▶ 本文:
● ● ● ●

2018年に発生した滋賀医科大学生母親殺害事件について、加害者の女性(髙橋あかり(仮名))への取材をもとにしたノンフィクションルポ。著者は1995年生まれの女性ということもあってか、シーンの取捨選択などで髙橋氏の心情に寄り添うようなものを感じた。特にLINEの文面を掲載するのは、髙橋母子の関係性が痛いくらい伝わってくる。

僕は親子関係が絡むような事件についてよく調べる。今回のような過干渉な親が遠因となった事件として、神戸連続児童殺傷事件や秋葉原通り魔事件がある。主に教育に取り憑かれた母親によって家庭が支配され、子どもの主体性が刈り取られていたケースだ。子どもの自主自立よりも優先される教育とは何なのか理解に苦しむ。
僕がこれらの事件をよく調べるのは、こういった「互いを想う善意による悲劇」は絶対に避けるべき事態と考えるからだ。
本来教育に熱心なことは悪いことではなく、むしろ子どものためを思う親心でもある。もちろん、事件の分析では「親のコンプレックスを子で解消しようとする行為」「子どもの私物化」とバッサリいかれているが、それは第三者が見たからであって、親本人は親心で動いているはずなのだ(親心という善良さで動いているからこそ、応えない子どもを悪として裁くことになる)。一方親に反抗できない子どもの方も「支配によって自己判断ができなくなった」「一種のマインドコントロール」と分析されているが、実際には親の気持ちに応えたい、喜ばせたい、という子心があるはずだ。本著でも、髙橋あかりは「もっと母親に寄り添えていたら」と殺めた相手に対する後悔を持っている。10年にわたる虐待的な仕打ちを受けたにも関わらず。

● ● ● ●

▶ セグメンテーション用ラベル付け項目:
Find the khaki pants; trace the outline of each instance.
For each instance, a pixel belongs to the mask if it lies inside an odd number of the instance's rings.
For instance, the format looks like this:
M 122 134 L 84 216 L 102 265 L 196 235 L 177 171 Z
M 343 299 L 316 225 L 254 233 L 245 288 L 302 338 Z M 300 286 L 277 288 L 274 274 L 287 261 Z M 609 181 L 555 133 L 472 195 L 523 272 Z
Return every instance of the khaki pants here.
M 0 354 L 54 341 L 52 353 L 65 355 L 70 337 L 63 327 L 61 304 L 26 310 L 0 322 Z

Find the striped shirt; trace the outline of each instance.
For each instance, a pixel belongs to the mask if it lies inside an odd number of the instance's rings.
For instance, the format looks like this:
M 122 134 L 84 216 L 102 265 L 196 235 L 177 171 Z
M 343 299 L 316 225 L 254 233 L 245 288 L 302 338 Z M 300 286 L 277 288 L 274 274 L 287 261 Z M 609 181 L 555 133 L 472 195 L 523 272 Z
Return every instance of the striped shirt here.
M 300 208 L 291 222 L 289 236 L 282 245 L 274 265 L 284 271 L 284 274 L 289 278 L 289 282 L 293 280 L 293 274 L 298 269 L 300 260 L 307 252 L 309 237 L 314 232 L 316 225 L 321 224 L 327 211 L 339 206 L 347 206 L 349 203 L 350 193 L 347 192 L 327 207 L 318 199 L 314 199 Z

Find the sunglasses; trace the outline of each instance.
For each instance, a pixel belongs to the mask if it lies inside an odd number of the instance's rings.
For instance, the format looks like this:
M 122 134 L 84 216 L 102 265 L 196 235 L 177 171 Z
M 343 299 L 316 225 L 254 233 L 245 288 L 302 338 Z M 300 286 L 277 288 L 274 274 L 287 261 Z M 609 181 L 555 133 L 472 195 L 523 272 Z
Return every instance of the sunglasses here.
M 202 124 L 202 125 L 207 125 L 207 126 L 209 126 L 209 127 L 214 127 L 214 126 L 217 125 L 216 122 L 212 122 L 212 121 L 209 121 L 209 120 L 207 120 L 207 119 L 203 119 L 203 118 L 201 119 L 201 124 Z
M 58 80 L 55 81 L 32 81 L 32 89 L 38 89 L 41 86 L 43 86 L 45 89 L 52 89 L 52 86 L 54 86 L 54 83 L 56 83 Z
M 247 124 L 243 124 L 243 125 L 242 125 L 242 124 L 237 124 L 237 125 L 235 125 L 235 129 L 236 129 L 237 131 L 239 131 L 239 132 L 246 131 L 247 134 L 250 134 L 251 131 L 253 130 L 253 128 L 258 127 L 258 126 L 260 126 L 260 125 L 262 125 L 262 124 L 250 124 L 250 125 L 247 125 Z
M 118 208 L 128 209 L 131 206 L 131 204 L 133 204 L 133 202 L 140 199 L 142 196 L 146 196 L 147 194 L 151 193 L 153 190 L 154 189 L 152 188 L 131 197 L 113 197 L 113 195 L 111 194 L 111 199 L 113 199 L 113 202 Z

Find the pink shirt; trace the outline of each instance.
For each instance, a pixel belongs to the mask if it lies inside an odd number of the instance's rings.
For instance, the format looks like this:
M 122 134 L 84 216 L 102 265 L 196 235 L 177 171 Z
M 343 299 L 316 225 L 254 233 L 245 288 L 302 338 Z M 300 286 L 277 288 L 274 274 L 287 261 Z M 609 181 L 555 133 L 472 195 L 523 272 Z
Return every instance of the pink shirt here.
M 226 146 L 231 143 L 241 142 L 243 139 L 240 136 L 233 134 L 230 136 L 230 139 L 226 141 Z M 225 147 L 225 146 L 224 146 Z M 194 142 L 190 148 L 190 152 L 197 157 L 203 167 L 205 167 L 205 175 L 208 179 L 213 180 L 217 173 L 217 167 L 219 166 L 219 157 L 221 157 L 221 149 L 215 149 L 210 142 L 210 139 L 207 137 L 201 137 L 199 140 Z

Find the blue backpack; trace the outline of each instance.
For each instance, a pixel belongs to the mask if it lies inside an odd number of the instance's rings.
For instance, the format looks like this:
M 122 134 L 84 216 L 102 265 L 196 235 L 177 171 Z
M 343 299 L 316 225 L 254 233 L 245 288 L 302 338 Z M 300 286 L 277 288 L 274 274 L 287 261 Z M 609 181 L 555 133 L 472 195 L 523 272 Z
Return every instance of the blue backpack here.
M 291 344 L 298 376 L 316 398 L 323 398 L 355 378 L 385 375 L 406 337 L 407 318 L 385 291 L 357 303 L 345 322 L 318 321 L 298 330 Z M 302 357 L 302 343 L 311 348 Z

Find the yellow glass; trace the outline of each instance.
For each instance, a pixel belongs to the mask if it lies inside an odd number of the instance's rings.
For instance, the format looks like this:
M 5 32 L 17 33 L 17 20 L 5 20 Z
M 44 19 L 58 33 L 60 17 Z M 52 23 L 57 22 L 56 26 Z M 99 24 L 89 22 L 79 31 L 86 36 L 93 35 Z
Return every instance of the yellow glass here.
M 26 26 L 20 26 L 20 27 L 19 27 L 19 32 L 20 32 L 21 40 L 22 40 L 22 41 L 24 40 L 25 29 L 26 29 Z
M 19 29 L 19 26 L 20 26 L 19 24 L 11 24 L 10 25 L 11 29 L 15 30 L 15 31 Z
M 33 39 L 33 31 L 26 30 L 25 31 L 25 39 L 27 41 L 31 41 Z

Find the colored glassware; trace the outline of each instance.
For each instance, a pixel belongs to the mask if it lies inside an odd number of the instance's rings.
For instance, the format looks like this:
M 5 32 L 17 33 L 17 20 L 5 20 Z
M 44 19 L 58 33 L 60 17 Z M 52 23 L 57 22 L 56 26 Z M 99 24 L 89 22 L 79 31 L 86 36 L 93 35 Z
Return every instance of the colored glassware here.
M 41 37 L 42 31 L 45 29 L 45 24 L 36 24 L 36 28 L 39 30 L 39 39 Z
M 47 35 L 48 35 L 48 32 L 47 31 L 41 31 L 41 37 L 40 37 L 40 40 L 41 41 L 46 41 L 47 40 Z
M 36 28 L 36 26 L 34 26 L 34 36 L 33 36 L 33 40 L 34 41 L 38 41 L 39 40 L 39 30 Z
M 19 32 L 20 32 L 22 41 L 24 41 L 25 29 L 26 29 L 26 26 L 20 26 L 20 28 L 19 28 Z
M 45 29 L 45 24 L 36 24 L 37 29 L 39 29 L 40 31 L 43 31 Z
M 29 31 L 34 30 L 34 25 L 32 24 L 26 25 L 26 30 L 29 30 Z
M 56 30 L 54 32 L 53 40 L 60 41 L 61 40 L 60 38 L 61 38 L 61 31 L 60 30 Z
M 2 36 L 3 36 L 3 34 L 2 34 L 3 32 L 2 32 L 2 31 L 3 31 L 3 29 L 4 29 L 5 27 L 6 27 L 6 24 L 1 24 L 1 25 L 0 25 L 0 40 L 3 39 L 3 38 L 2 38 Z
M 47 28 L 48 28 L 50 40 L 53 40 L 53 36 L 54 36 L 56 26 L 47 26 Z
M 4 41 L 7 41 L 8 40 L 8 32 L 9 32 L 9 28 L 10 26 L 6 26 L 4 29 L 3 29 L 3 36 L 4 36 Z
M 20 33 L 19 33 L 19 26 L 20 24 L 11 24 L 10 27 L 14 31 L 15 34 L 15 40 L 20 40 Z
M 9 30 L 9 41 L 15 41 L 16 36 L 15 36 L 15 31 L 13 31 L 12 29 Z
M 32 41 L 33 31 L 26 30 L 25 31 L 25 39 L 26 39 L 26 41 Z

● ● ● ●

▶ 作業内容:
a: 本文で筆者が親子関係の絡む事件をよく調べるのはなぜか。1〜3文で説明せよ。
b: リストの中で、「Find the blue」を含む行から書き始め、「M 33 39 L 33」を含む行で書き終えよ。両端の行も含め、その範囲の行を一字一句変えずに再掲すること。
本文とリストは、それぞれ別の出典から取られている。

▶ 各作業の解答:
a: 筆者は、こうした「互いを想う善意による悲劇」は絶対に避けるべき事態だと考えている。だから親子関係が絡む事件をよく調べている。

b:
Find the blue backpack; trace the outline of each instance.
For each instance, a pixel belongs to the mask if it lies inside an odd number of the instance's rings.
For instance, the format looks like this:
M 122 134 L 84 216 L 102 265 L 196 235 L 177 171 Z
M 343 299 L 316 225 L 254 233 L 245 288 L 302 338 Z M 300 286 L 277 288 L 274 274 L 287 261 Z M 609 181 L 555 133 L 472 195 L 523 272 Z
Return every instance of the blue backpack here.
M 291 344 L 298 376 L 316 398 L 323 398 L 355 378 L 385 375 L 406 337 L 407 318 L 385 291 L 357 303 L 345 322 L 318 321 L 298 330 Z M 302 357 L 302 343 L 311 348 Z

Find the yellow glass; trace the outline of each instance.
For each instance, a pixel belongs to the mask if it lies inside an odd number of the instance's rings.
For instance, the format looks like this:
M 5 32 L 17 33 L 17 20 L 5 20 Z
M 44 19 L 58 33 L 60 17 Z M 52 23 L 57 22 L 56 26 Z M 99 24 L 89 22 L 79 31 L 86 36 L 93 35 Z
Return every instance of the yellow glass here.
M 26 26 L 20 26 L 20 27 L 19 27 L 19 32 L 20 32 L 21 40 L 22 40 L 22 41 L 24 40 L 25 29 L 26 29 Z
M 19 29 L 19 26 L 20 26 L 19 24 L 11 24 L 10 25 L 11 29 L 15 30 L 15 31 Z
M 33 39 L 33 31 L 26 30 L 25 31 L 25 39 L 27 41 L 31 41 Z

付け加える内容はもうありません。